Work task - First find the line with "For each <instance>" in the entries below, then set down exactly every line through the line with "box: [83, 135, 319, 287]", that line included.

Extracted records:
§
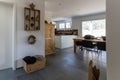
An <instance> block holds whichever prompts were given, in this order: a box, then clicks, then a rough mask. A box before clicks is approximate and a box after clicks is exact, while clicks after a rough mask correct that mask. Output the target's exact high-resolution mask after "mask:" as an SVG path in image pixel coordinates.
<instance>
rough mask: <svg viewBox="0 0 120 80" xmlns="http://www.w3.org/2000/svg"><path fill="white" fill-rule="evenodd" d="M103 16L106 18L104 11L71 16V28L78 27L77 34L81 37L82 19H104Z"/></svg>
mask: <svg viewBox="0 0 120 80" xmlns="http://www.w3.org/2000/svg"><path fill="white" fill-rule="evenodd" d="M105 18H106V15H105V13H99V14H92V15H87V16H81V17H73V18H72V29H78V36H79V37H82V21H88V20H98V19H105Z"/></svg>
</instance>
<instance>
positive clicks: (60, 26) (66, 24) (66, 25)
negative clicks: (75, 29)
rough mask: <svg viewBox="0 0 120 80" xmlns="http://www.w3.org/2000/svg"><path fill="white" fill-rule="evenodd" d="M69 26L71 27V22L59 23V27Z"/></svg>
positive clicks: (65, 28) (59, 27)
mask: <svg viewBox="0 0 120 80" xmlns="http://www.w3.org/2000/svg"><path fill="white" fill-rule="evenodd" d="M70 28H71V23H70V22H66V23H60V24H59V29H70Z"/></svg>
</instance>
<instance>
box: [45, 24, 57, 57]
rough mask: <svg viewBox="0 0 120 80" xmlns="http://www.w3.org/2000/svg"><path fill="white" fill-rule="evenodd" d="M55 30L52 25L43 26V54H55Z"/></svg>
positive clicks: (51, 24) (48, 54) (46, 24)
mask: <svg viewBox="0 0 120 80" xmlns="http://www.w3.org/2000/svg"><path fill="white" fill-rule="evenodd" d="M54 37H55V29H54V25H53V24H45V54H46V55H50V54H54V53H55V41H54Z"/></svg>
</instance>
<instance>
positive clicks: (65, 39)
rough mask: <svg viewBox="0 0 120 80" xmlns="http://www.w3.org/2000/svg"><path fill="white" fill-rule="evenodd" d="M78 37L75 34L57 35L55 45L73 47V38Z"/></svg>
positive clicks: (58, 47)
mask: <svg viewBox="0 0 120 80" xmlns="http://www.w3.org/2000/svg"><path fill="white" fill-rule="evenodd" d="M76 37H77V36H75V35H58V36H55V47H56V48H60V49H63V48H69V47H73V38H76Z"/></svg>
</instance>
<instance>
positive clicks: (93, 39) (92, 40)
mask: <svg viewBox="0 0 120 80" xmlns="http://www.w3.org/2000/svg"><path fill="white" fill-rule="evenodd" d="M83 40H88V41H92V42H93V43H97V42H106V41H105V40H102V39H85V38H74V39H73V41H74V42H73V43H74V53H76V49H77V44H76V42H82V41H83Z"/></svg>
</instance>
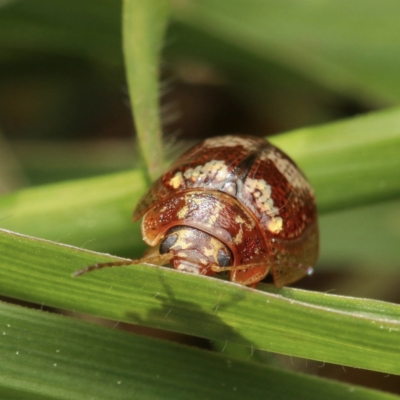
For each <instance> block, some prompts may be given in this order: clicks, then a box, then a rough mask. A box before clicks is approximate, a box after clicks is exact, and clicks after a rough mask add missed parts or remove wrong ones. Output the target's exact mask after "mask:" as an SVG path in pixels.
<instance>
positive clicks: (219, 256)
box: [217, 249, 232, 267]
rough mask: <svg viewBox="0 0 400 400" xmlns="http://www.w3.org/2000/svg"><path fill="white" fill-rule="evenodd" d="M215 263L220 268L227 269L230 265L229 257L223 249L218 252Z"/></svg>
mask: <svg viewBox="0 0 400 400" xmlns="http://www.w3.org/2000/svg"><path fill="white" fill-rule="evenodd" d="M217 261H218V265H219V266H220V267H229V266H230V265H231V264H232V260H231V255H230V254H229V253H227V252H226V251H225V250H224V249H219V250H218V253H217Z"/></svg>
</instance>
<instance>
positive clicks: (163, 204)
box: [83, 135, 319, 287]
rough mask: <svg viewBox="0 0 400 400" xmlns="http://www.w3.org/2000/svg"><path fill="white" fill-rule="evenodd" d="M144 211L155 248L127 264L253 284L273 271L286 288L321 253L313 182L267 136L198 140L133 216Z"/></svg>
mask: <svg viewBox="0 0 400 400" xmlns="http://www.w3.org/2000/svg"><path fill="white" fill-rule="evenodd" d="M141 217H143V220H142V226H141V229H142V235H143V240H144V241H145V242H146V243H147V244H148V245H149V246H151V249H150V251H148V252H147V254H146V255H145V256H144V257H143V258H142V259H140V260H134V261H132V262H130V263H148V264H156V265H166V264H172V265H173V267H174V268H176V269H178V270H181V271H186V272H191V273H194V274H199V275H214V274H216V273H218V272H222V271H229V273H230V280H231V281H232V282H236V283H239V284H242V285H247V286H252V287H256V286H257V284H258V282H260V281H261V280H262V279H263V278H265V276H266V275H267V274H268V273H269V272H270V273H271V274H272V276H273V279H274V283H275V285H276V286H278V287H281V286H284V285H288V284H290V283H292V282H295V281H297V280H298V279H300V278H302V277H303V276H305V275H307V274H308V273H309V272H310V271H312V268H311V267H312V266H313V265H314V264H315V263H316V261H317V258H318V247H319V234H318V221H317V209H316V204H315V199H314V192H313V189H312V188H311V186H310V184H309V183H308V181H307V179H306V178H305V176H304V175H303V173H302V172H301V171H300V170H299V168H298V167H297V166H296V164H295V163H294V162H293V161H292V160H291V159H290V158H289V157H288V156H287V155H286V154H285V153H283V152H282V151H281V150H279V149H278V148H277V147H275V146H273V145H272V144H271V143H269V142H268V141H266V140H264V139H262V138H257V137H252V136H236V135H235V136H233V135H232V136H220V137H215V138H211V139H207V140H205V141H204V142H202V143H200V144H198V145H196V146H195V147H193V148H192V149H191V150H189V151H187V152H186V153H185V154H183V155H182V156H181V157H180V158H179V159H178V160H177V161H176V162H175V163H174V164H173V165H172V166H171V168H170V169H169V170H168V171H167V172H166V173H165V174H164V175H163V176H161V178H159V179H158V180H157V181H156V182H155V183H154V184H153V185H152V186H151V188H150V189H149V191H148V193H147V194H146V195H145V196H144V197H143V198H142V199H141V200H140V201H139V203H138V205H137V207H136V209H135V211H134V213H133V220H134V221H137V220H139V219H140V218H141ZM125 264H128V262H121V263H107V264H98V266H97V267H100V268H101V267H102V266H109V265H125ZM97 267H96V266H93V267H89V270H91V269H94V268H97ZM86 270H88V269H86ZM83 272H85V271H83Z"/></svg>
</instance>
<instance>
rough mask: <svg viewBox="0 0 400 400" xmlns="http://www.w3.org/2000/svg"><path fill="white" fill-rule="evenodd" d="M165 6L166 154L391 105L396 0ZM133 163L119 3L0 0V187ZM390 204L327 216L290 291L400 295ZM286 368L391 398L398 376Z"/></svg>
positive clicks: (384, 294) (341, 212)
mask: <svg viewBox="0 0 400 400" xmlns="http://www.w3.org/2000/svg"><path fill="white" fill-rule="evenodd" d="M171 4H172V20H171V23H170V26H169V28H168V32H167V36H166V40H165V44H164V48H163V56H162V63H161V66H160V69H161V83H160V88H161V104H162V121H163V127H164V132H165V142H166V148H167V156H168V157H170V158H172V157H175V156H176V155H177V154H179V152H181V151H182V150H183V149H184V148H186V147H187V146H188V145H189V144H190V143H193V142H194V141H196V140H200V139H202V138H206V137H210V136H213V135H220V134H225V133H247V134H255V135H259V136H268V135H275V134H279V133H282V132H285V131H288V130H292V129H297V128H302V127H307V126H312V125H318V124H323V123H328V122H331V121H335V120H340V119H343V118H349V117H352V116H355V115H360V114H363V113H367V112H371V111H375V110H380V109H384V108H388V107H391V106H396V105H399V104H400V74H399V71H400V25H399V23H398V17H399V15H400V3H399V2H397V1H394V0H393V1H385V2H378V1H371V0H370V1H360V0H355V1H352V2H345V1H324V2H322V1H319V2H318V1H294V0H293V1H289V0H285V1H280V2H274V1H267V0H263V1H261V0H252V1H249V0H248V1H245V0H202V1H195V0H192V1H190V0H186V1H185V0H176V1H173V2H171ZM156 67H158V66H156ZM399 157H400V153H399ZM140 165H141V163H140V160H139V157H138V156H137V152H136V144H135V129H134V124H133V121H132V117H131V111H130V107H129V98H128V92H127V88H126V78H125V71H124V65H123V58H122V43H121V2H119V1H116V0H98V1H94V0H87V1H85V2H81V1H77V0H69V1H66V0H57V1H55V0H53V1H50V0H20V1H16V0H6V1H2V2H0V194H6V193H11V192H13V191H15V190H18V189H20V188H24V187H30V186H35V185H41V184H46V183H51V182H60V181H64V180H67V179H79V178H84V177H88V176H96V175H99V176H100V175H102V174H105V173H110V172H116V171H124V170H127V169H130V168H132V167H138V166H140ZM366 179H368V177H366ZM399 179H400V171H399ZM399 205H400V203H399V200H398V199H397V200H396V199H395V198H394V199H392V200H391V201H390V202H389V201H388V202H386V203H379V204H371V205H370V204H365V205H364V206H363V207H358V208H355V209H347V210H343V211H341V212H336V213H332V214H325V215H323V216H322V217H321V231H322V248H321V253H322V254H321V261H320V263H319V265H318V266H317V273H316V274H315V275H314V276H313V277H312V278H311V279H308V280H304V281H302V282H299V283H298V284H297V285H296V286H297V287H303V288H308V289H313V290H318V291H329V292H332V293H336V294H345V295H350V296H360V297H369V298H375V299H380V300H387V301H391V302H395V303H399V302H400V294H399V290H398V286H399V284H400V279H399V273H398V271H399V267H400V261H399V254H400V251H399V247H400V246H399V243H400V207H399ZM133 207H134V204H132V209H133ZM3 218H7V215H4V216H3V215H0V220H1V219H3ZM88 240H90V238H88ZM62 241H63V242H65V243H68V238H66V239H65V240H64V239H63V240H62ZM355 243H356V245H355ZM85 247H86V248H89V249H90V248H91V245H90V243H88V245H87V246H85ZM360 249H361V251H360ZM112 250H113V249H112V248H111V249H109V251H112ZM104 251H107V249H104ZM130 251H131V250H130V249H129V248H125V249H121V254H130ZM282 362H283V363H286V364H287V365H288V368H293V369H298V370H303V371H306V372H313V373H316V374H318V375H321V376H330V377H334V378H337V379H340V380H348V381H352V382H356V383H361V384H363V385H367V386H374V387H380V388H382V389H384V390H388V391H395V392H398V393H400V389H399V387H400V381H399V379H398V378H396V377H390V378H387V377H385V376H384V375H383V374H378V373H373V372H366V371H359V370H352V369H350V368H346V370H343V369H342V368H341V367H340V366H329V365H326V366H325V367H324V368H319V366H318V365H316V364H315V365H314V364H313V363H309V364H308V365H307V364H306V363H304V362H303V361H301V360H298V361H296V360H295V362H293V363H292V361H291V360H290V359H289V358H288V359H284V360H283V361H282Z"/></svg>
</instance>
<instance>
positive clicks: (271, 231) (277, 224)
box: [267, 217, 283, 233]
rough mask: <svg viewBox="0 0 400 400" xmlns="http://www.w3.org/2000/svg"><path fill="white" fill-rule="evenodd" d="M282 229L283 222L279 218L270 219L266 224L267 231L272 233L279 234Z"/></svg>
mask: <svg viewBox="0 0 400 400" xmlns="http://www.w3.org/2000/svg"><path fill="white" fill-rule="evenodd" d="M282 228H283V220H282V218H281V217H274V218H271V219H270V220H269V221H268V222H267V229H268V230H269V231H270V232H272V233H279V232H280V231H281V230H282Z"/></svg>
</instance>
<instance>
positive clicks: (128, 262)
mask: <svg viewBox="0 0 400 400" xmlns="http://www.w3.org/2000/svg"><path fill="white" fill-rule="evenodd" d="M172 257H173V254H171V253H166V254H155V255H152V254H147V255H146V256H144V257H143V258H139V259H137V260H125V261H111V262H106V263H98V264H94V265H89V266H88V267H85V268H82V269H80V270H78V271H75V272H74V273H73V274H72V276H80V275H83V274H86V273H87V272H91V271H94V270H95V269H102V268H108V267H124V266H127V265H134V264H150V265H165V264H169V262H170V261H171V258H172Z"/></svg>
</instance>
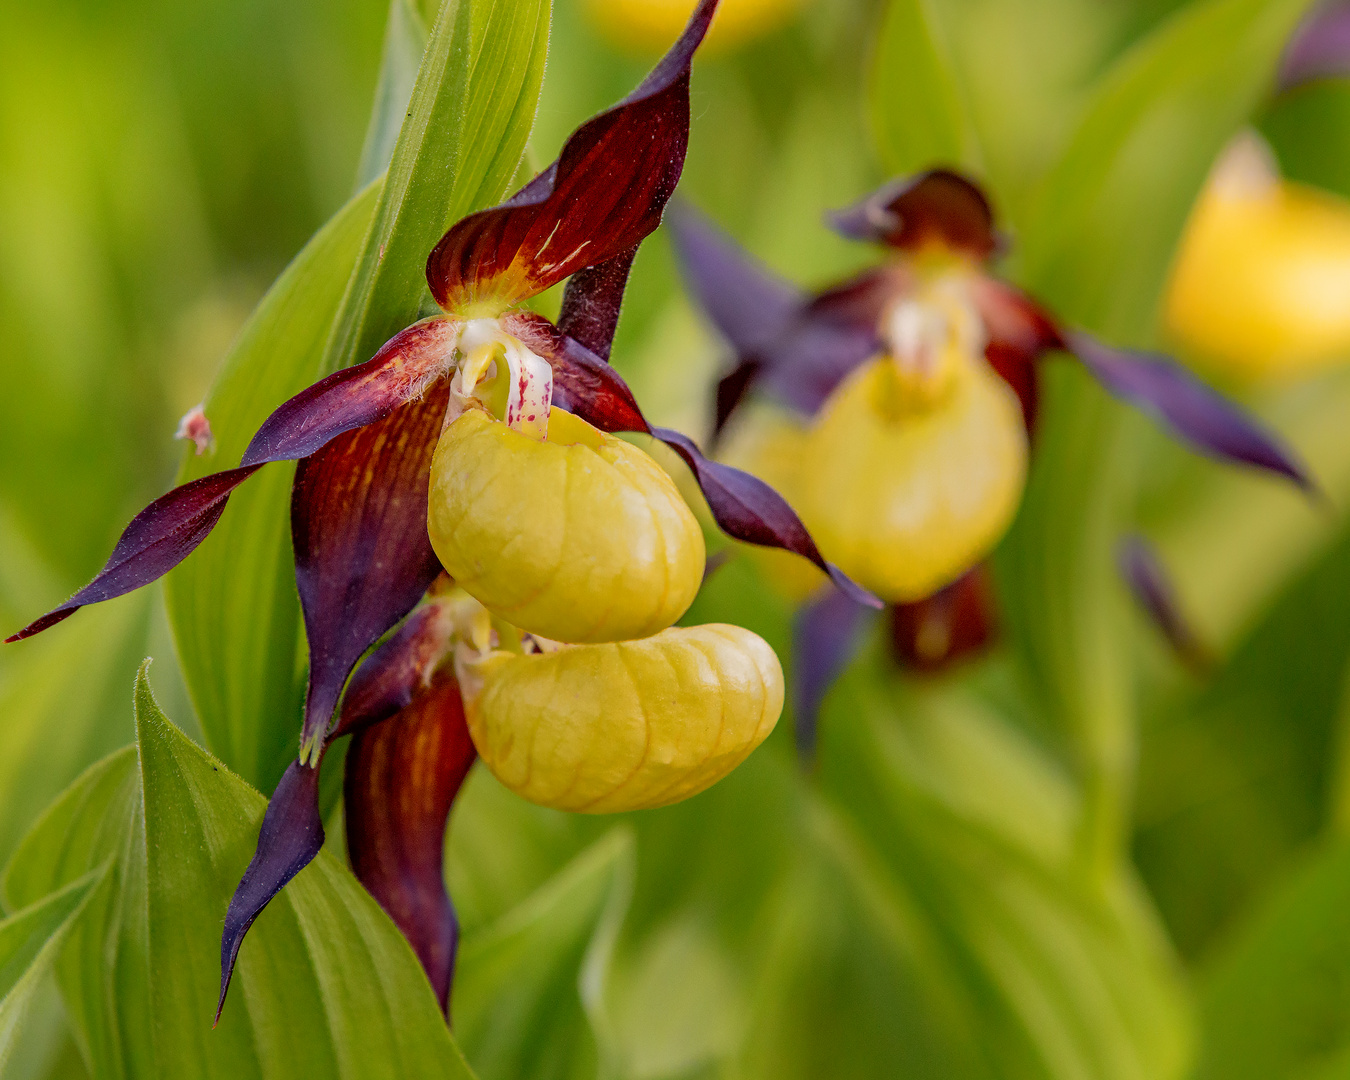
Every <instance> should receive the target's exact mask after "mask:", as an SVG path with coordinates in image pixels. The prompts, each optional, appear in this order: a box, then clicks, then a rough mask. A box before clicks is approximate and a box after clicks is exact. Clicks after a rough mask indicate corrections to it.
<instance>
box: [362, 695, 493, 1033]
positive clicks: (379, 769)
mask: <svg viewBox="0 0 1350 1080" xmlns="http://www.w3.org/2000/svg"><path fill="white" fill-rule="evenodd" d="M474 757H475V751H474V744H472V741H471V740H470V737H468V726H467V725H466V722H464V706H463V702H462V699H460V695H459V686H458V683H456V682H455V679H454V676H452V675H451V674H450V672H443V674H440V675H437V676H436V679H435V682H433V683H432V686H431V687H429V688H428V690H427V691H425V693H423V694H420V695H417V697H416V698H414V701H413V702H412V705H410V706H409V707H406V709H404V710H402V711H401V713H398V715H396V717H393V718H391V720H386V721H385V722H382V724H378V725H375V726H373V728H366V729H365V730H362V732H360V733H358V734H356V736H355V737H354V738H352V744H351V751H350V752H348V753H347V763H346V768H347V775H346V783H344V786H343V792H344V805H346V828H347V852H348V856H350V859H351V867H352V871H354V872H355V873H356V877H358V879H359V880H360V883H362V884H363V886H365V887H366V888H367V890H369V891H370V894H371V895H373V896H374V898H375V899H377V900H378V902H379V906H381V907H383V909H385V911H386V913H387V914H389V917H390V918H391V919H393V921H394V923H396V925H397V926H398V929H400V930H402V933H404V937H406V938H408V941H409V944H410V945H412V946H413V950H414V952H416V953H417V958H418V960H421V964H423V968H424V969H425V971H427V977H428V979H429V980H431V984H432V988H433V990H435V991H436V998H437V999H439V1000H440V1006H441V1010H443V1011H445V1014H447V1015H448V1014H450V984H451V979H452V975H454V967H455V948H456V944H458V940H459V926H458V922H456V919H455V909H454V907H452V904H451V902H450V895H448V894H447V892H445V879H444V865H443V857H444V856H443V852H444V842H445V821H447V818H448V817H450V809H451V805H452V803H454V801H455V795H456V794H458V792H459V788H460V784H463V782H464V776H466V775H467V774H468V768H470V765H472V763H474Z"/></svg>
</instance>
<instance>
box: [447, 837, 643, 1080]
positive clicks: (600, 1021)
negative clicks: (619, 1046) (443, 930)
mask: <svg viewBox="0 0 1350 1080" xmlns="http://www.w3.org/2000/svg"><path fill="white" fill-rule="evenodd" d="M633 872H634V853H633V836H632V833H630V832H629V830H626V829H622V828H620V829H616V830H613V832H610V833H609V834H607V836H606V837H603V838H602V840H599V841H597V842H595V844H594V845H591V846H590V848H587V849H586V850H585V852H583V853H582V855H579V856H578V857H576V859H575V860H574V861H572V863H570V864H568V865H567V867H566V868H564V869H563V871H562V872H559V873H558V875H556V876H555V877H552V879H551V880H549V882H547V883H545V884H544V886H543V887H541V888H539V890H537V891H536V892H535V894H533V895H531V896H529V898H528V899H526V900H524V902H522V903H521V904H520V906H517V907H516V909H513V910H512V911H508V913H506V914H505V915H502V917H501V918H499V919H498V921H497V922H494V923H491V925H489V926H486V927H483V929H482V930H479V931H478V933H474V934H471V936H466V940H464V944H463V946H462V949H460V954H459V969H458V973H456V977H455V991H454V1014H455V1033H456V1034H458V1037H459V1039H460V1042H462V1044H463V1046H464V1053H466V1054H467V1056H468V1060H470V1061H472V1062H474V1068H475V1069H477V1071H478V1073H479V1075H481V1076H483V1077H486V1080H529V1079H531V1077H536V1079H537V1080H544V1079H545V1077H575V1080H582V1079H583V1077H593V1076H595V1075H597V1073H598V1075H602V1076H605V1075H609V1073H610V1069H609V1068H607V1066H606V1064H605V1061H606V1057H607V1056H609V1054H610V1039H609V1025H607V1018H606V1014H605V1010H603V1004H602V1002H603V996H605V976H606V971H607V965H609V953H610V949H612V946H613V941H614V936H616V934H617V933H618V926H620V925H621V923H622V921H624V913H625V911H626V909H628V900H629V896H630V895H632V880H633Z"/></svg>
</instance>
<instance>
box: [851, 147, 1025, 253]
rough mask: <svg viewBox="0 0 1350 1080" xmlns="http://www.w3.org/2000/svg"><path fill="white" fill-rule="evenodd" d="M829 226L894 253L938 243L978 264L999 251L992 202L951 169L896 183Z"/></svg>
mask: <svg viewBox="0 0 1350 1080" xmlns="http://www.w3.org/2000/svg"><path fill="white" fill-rule="evenodd" d="M826 220H828V221H829V224H830V225H832V227H833V228H834V231H836V232H840V234H842V235H844V236H849V238H852V239H855V240H871V242H873V243H882V244H888V246H890V247H903V248H907V250H913V248H918V247H923V246H926V244H934V243H936V244H941V246H944V247H949V248H954V250H957V251H965V252H968V254H971V255H975V257H976V258H977V259H987V258H990V257H991V255H992V254H994V252H995V251H998V248H999V236H998V232H995V228H994V209H992V208H991V207H990V200H988V198H985V196H984V192H983V190H980V188H979V185H977V184H975V181H972V180H968V178H967V177H963V175H960V174H958V173H953V171H950V170H948V169H934V170H931V171H929V173H919V174H918V175H915V177H906V178H903V180H895V181H892V182H890V184H887V185H886V186H884V188H882V189H879V190H876V192H873V193H872V194H869V196H868V197H867V198H864V200H861V201H859V202H855V204H853V205H852V207H848V208H846V209H842V211H836V212H834V213H830V215H829V216H828V219H826Z"/></svg>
§
Result for this exercise -
For each <instance> block, some prompts may be given in this order: clicks, then a box, then a rough mask. A box before clicks is approximate, a box after clicks is exact, and clicks after a rough mask add missed parts or remove wrong ones. Output the target's exact mask after "mask:" as an SVG path in pixels.
<instance>
positive clicks: (219, 256)
box: [217, 249, 232, 267]
rough mask: <svg viewBox="0 0 400 400" xmlns="http://www.w3.org/2000/svg"><path fill="white" fill-rule="evenodd" d="M215 263L220 268L227 269L230 265L229 257L223 249L218 252Z"/></svg>
mask: <svg viewBox="0 0 400 400" xmlns="http://www.w3.org/2000/svg"><path fill="white" fill-rule="evenodd" d="M217 261H218V265H219V266H220V267H229V266H230V265H231V264H232V260H231V255H230V254H229V253H227V252H226V251H225V250H224V249H219V250H218V253H217Z"/></svg>
</instance>
<instance>
positive clicks: (163, 204)
box: [83, 135, 319, 287]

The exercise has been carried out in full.